**WRITTEN PROBLEM**
Please locate every line in the records below that contains the string "roof" and copy each one in full. Matching is case-sensitive.

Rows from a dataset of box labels
++++++++
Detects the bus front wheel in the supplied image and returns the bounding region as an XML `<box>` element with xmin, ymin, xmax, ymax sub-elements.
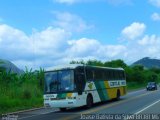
<box><xmin>86</xmin><ymin>94</ymin><xmax>93</xmax><ymax>108</ymax></box>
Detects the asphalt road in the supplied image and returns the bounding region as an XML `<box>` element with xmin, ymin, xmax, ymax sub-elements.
<box><xmin>1</xmin><ymin>88</ymin><xmax>160</xmax><ymax>120</ymax></box>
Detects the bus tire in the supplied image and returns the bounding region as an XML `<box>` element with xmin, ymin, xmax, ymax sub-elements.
<box><xmin>60</xmin><ymin>108</ymin><xmax>67</xmax><ymax>112</ymax></box>
<box><xmin>86</xmin><ymin>94</ymin><xmax>93</xmax><ymax>108</ymax></box>
<box><xmin>116</xmin><ymin>89</ymin><xmax>121</xmax><ymax>100</ymax></box>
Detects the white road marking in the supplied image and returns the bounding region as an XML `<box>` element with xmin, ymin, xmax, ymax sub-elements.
<box><xmin>18</xmin><ymin>110</ymin><xmax>58</xmax><ymax>120</ymax></box>
<box><xmin>135</xmin><ymin>100</ymin><xmax>160</xmax><ymax>115</ymax></box>
<box><xmin>128</xmin><ymin>89</ymin><xmax>145</xmax><ymax>94</ymax></box>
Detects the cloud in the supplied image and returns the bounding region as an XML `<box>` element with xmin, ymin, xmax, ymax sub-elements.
<box><xmin>67</xmin><ymin>38</ymin><xmax>126</xmax><ymax>59</ymax></box>
<box><xmin>151</xmin><ymin>13</ymin><xmax>160</xmax><ymax>21</ymax></box>
<box><xmin>149</xmin><ymin>0</ymin><xmax>160</xmax><ymax>7</ymax></box>
<box><xmin>121</xmin><ymin>22</ymin><xmax>146</xmax><ymax>40</ymax></box>
<box><xmin>53</xmin><ymin>11</ymin><xmax>94</xmax><ymax>32</ymax></box>
<box><xmin>53</xmin><ymin>0</ymin><xmax>132</xmax><ymax>6</ymax></box>
<box><xmin>106</xmin><ymin>0</ymin><xmax>133</xmax><ymax>6</ymax></box>
<box><xmin>54</xmin><ymin>0</ymin><xmax>80</xmax><ymax>5</ymax></box>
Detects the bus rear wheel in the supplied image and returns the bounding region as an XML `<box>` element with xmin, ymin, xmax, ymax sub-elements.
<box><xmin>60</xmin><ymin>108</ymin><xmax>67</xmax><ymax>112</ymax></box>
<box><xmin>86</xmin><ymin>94</ymin><xmax>93</xmax><ymax>108</ymax></box>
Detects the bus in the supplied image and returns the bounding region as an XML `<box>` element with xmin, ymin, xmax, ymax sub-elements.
<box><xmin>43</xmin><ymin>64</ymin><xmax>126</xmax><ymax>111</ymax></box>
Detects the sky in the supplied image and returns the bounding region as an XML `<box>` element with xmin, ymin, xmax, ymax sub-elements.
<box><xmin>0</xmin><ymin>0</ymin><xmax>160</xmax><ymax>69</ymax></box>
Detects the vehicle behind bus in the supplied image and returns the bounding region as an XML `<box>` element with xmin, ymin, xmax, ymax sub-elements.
<box><xmin>44</xmin><ymin>65</ymin><xmax>126</xmax><ymax>111</ymax></box>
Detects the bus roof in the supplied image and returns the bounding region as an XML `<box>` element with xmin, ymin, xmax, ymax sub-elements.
<box><xmin>45</xmin><ymin>64</ymin><xmax>124</xmax><ymax>71</ymax></box>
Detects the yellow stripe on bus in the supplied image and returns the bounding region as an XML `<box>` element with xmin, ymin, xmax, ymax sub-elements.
<box><xmin>107</xmin><ymin>88</ymin><xmax>117</xmax><ymax>99</ymax></box>
<box><xmin>104</xmin><ymin>81</ymin><xmax>110</xmax><ymax>88</ymax></box>
<box><xmin>67</xmin><ymin>93</ymin><xmax>72</xmax><ymax>97</ymax></box>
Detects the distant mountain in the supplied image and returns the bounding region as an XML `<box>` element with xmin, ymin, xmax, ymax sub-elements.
<box><xmin>132</xmin><ymin>57</ymin><xmax>160</xmax><ymax>68</ymax></box>
<box><xmin>0</xmin><ymin>59</ymin><xmax>24</xmax><ymax>74</ymax></box>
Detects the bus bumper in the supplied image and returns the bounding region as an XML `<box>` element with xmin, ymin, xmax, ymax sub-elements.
<box><xmin>44</xmin><ymin>99</ymin><xmax>79</xmax><ymax>108</ymax></box>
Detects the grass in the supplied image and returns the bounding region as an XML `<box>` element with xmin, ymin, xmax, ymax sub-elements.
<box><xmin>0</xmin><ymin>68</ymin><xmax>44</xmax><ymax>115</ymax></box>
<box><xmin>127</xmin><ymin>82</ymin><xmax>146</xmax><ymax>91</ymax></box>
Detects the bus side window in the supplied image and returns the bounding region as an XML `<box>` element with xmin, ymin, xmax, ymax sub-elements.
<box><xmin>86</xmin><ymin>68</ymin><xmax>94</xmax><ymax>81</ymax></box>
<box><xmin>75</xmin><ymin>68</ymin><xmax>85</xmax><ymax>95</ymax></box>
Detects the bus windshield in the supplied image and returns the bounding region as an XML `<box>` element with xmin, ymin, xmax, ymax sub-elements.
<box><xmin>45</xmin><ymin>70</ymin><xmax>75</xmax><ymax>93</ymax></box>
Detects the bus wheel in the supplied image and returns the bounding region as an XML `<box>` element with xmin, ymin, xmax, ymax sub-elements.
<box><xmin>86</xmin><ymin>94</ymin><xmax>93</xmax><ymax>108</ymax></box>
<box><xmin>60</xmin><ymin>108</ymin><xmax>67</xmax><ymax>112</ymax></box>
<box><xmin>116</xmin><ymin>90</ymin><xmax>121</xmax><ymax>100</ymax></box>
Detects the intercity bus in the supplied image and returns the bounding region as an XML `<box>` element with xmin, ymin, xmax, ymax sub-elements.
<box><xmin>44</xmin><ymin>64</ymin><xmax>126</xmax><ymax>111</ymax></box>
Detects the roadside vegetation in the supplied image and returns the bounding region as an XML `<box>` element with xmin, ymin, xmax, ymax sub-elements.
<box><xmin>0</xmin><ymin>60</ymin><xmax>160</xmax><ymax>115</ymax></box>
<box><xmin>0</xmin><ymin>68</ymin><xmax>44</xmax><ymax>115</ymax></box>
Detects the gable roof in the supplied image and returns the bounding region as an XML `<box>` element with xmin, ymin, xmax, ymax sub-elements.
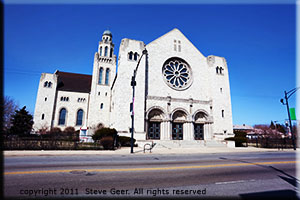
++++++++
**ANSWER IN FULL**
Detects the bus roof in the supplied image and returns the bounding region as an XML `<box>` element with xmin, ymin, xmax, ymax sub-elements.
Detects the gable roof in the supplied image and returns the bounding region as an XML `<box>` element with xmin, ymin, xmax, ymax sub-elements.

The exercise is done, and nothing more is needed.